THE TASK:
Reproduce the material below verbatim, line for line, and omit the picture markers.

Named-object pointing material:
*****

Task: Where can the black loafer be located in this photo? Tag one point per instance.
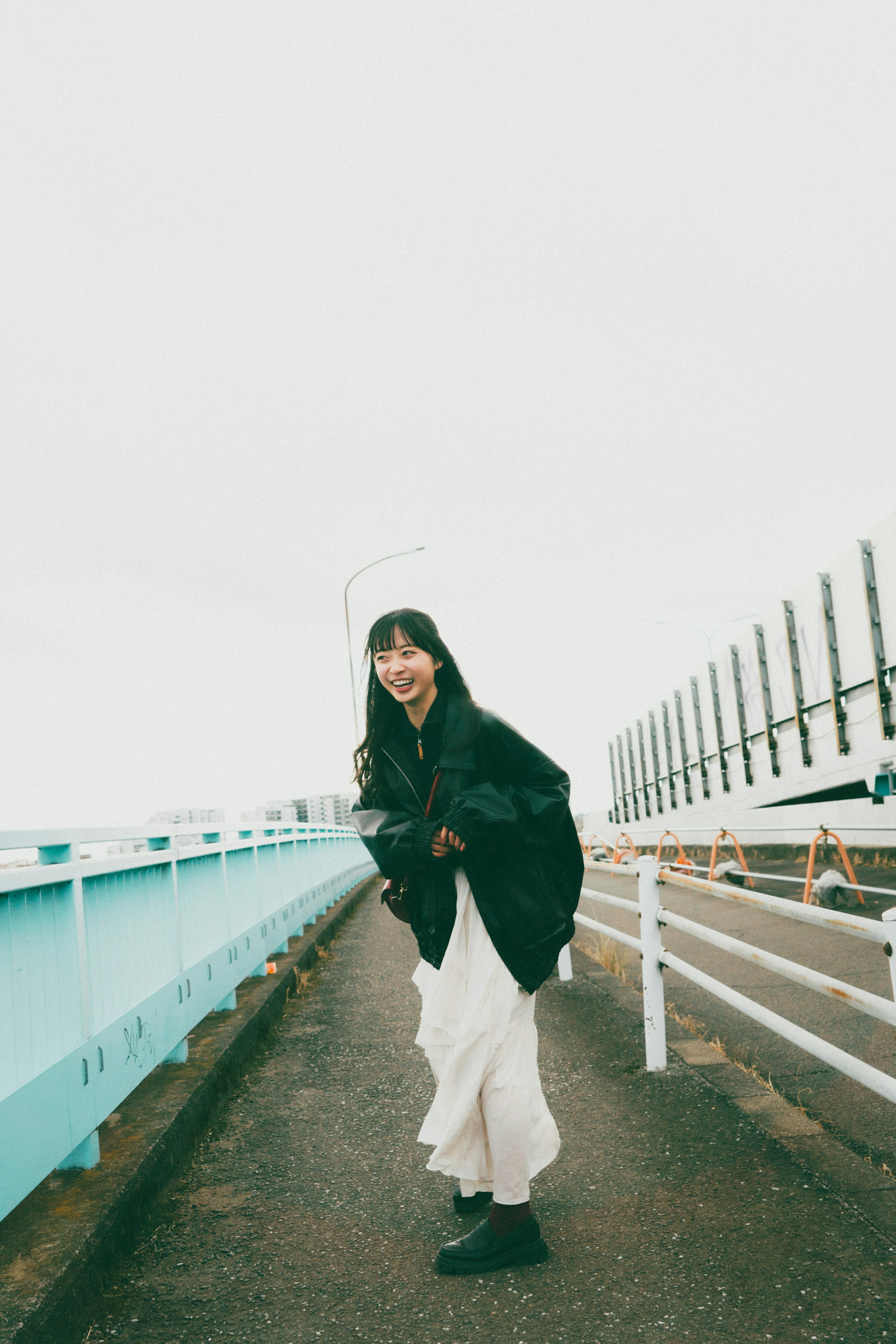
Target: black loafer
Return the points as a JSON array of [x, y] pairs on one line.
[[472, 1204], [483, 1250]]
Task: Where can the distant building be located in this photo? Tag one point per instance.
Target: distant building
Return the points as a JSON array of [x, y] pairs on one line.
[[319, 810], [187, 816]]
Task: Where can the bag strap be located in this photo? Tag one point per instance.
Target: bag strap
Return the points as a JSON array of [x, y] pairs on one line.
[[436, 784]]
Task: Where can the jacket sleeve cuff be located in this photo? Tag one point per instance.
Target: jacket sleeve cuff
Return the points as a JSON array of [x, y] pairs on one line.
[[459, 820], [422, 841]]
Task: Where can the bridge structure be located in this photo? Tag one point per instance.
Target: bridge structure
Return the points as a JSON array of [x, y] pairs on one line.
[[686, 1185], [115, 944]]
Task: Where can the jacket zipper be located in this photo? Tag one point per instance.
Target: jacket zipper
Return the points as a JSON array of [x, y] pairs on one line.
[[412, 787]]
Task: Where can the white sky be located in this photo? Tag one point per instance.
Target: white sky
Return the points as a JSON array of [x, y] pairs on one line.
[[596, 302]]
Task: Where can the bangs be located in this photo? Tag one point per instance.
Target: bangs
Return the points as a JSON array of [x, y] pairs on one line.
[[402, 624]]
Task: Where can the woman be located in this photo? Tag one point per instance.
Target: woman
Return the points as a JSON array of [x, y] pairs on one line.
[[472, 826]]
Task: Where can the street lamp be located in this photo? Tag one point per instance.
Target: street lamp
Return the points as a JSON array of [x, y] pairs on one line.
[[348, 630]]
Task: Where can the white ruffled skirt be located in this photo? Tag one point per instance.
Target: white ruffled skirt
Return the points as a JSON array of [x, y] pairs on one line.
[[490, 1123]]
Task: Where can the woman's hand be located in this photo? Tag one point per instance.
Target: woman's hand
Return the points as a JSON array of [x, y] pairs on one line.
[[444, 842]]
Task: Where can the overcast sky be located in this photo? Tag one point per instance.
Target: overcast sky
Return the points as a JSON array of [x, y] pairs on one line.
[[596, 302]]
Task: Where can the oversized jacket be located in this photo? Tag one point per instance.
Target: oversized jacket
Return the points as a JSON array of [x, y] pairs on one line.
[[511, 806]]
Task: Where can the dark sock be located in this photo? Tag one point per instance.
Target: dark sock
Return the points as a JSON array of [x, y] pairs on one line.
[[507, 1218]]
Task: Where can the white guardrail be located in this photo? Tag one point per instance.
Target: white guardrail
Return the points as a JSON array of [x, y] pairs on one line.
[[108, 963], [655, 917]]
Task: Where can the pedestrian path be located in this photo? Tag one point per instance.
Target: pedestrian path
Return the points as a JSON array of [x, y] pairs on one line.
[[308, 1214]]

*****

WRITTEN ANSWER:
Task: Where can the black loafer be located in this photo? Tag one point per instance.
Target: black loafer
Return the points as a JSON array of [x, y] pairs on one line.
[[472, 1204], [483, 1250]]
Task: Where can the distant building be located in this photo? Tag one point per instance.
Target: distant building
Return the points as a JSON array of [x, y] pairs on one line.
[[319, 810], [187, 816]]
Task: Where can the bag strap be located in this photo? Tag one point per instance.
Target: bag strap
Return the points as a JSON array of [x, y] pairs on one line.
[[436, 784]]
Task: Where can the jacket sleeve cuff be located in this photo? Tag one point per instance.
Target: jacket sleeve cuff
Return the points as a JSON array of [x, y] pairs on one line.
[[459, 820], [422, 841]]
Task: Where can the bridge structure be located in this photo? Tag one point per instance.
Target: bridge structure
Return the points as a JSON array of [x, y] pairs on one line.
[[686, 1185], [115, 944]]
Task: Where can the jacket zipper be located in this photo? Tag one point per instance.
Target: jacket zipper
Return the points as a JSON array of [x, y] pairs on one line.
[[412, 787]]
Task: Where can the white sky be located in this photo? Tag one point per instance.
Target: white sky
Return the points as a JSON array of [x, y] pairs on one line.
[[596, 302]]
Task: Where can the bangs be located in this photo? Tag one point per instance.
Target: bangs
Return the points as a JSON array of [x, y] pairs on one line.
[[402, 624]]
Task: Where can the woman be located in this photo? Tag one point per instance.
Target: woman
Return the points as a JSON array of [x, y] pairs on one line.
[[472, 826]]
Task: Where can the street lamp be located in this photo? Tag one point per instance.
Target: street lamp
Return the points as a JSON array of [x, y] pairs on one line.
[[348, 630]]
Task: Where can the white ruffled skirt be located in this photo? Tag one point per instance.
Target: white ruffled skirt
Return the points as a JSON array of [x, y] pairs on one line.
[[490, 1123]]
Task: Where can the woman's hand be located in this photo? Tag one point per instance.
Target: woman's hand
Return the points as a JSON array of [x, y] pairs on one line.
[[444, 842]]
Task: Where can the overcast sky be located in this photo? Tag one point per instance.
Target: overcast sky
Return the points as a JSON array of [x, y] pairs on one line.
[[596, 302]]
Task: Where can the oversized jacket be located in this photo? Tag one point per instance.
Target: oversized jacket
Return the points as a JSON array of [x, y] pairs on one line.
[[511, 806]]
Task: Where can the dark sock be located in this photo? Tag one point per instance.
Target: dark sock
Return the points as a JSON array of [x, y] pairs on one line.
[[507, 1218]]
Task: Where can the white guardrail be located in this photo? Tag one point per instance.
Target: white guardrail
Return the points as a JSON array of [x, y] pairs on one line.
[[108, 963], [655, 917]]
Task: Where can the pedestrian path be located in this photo? Tag one point per instance.
Target: pedestrian path
Return the points as a JSON array of [x, y] pairs on one line.
[[308, 1214]]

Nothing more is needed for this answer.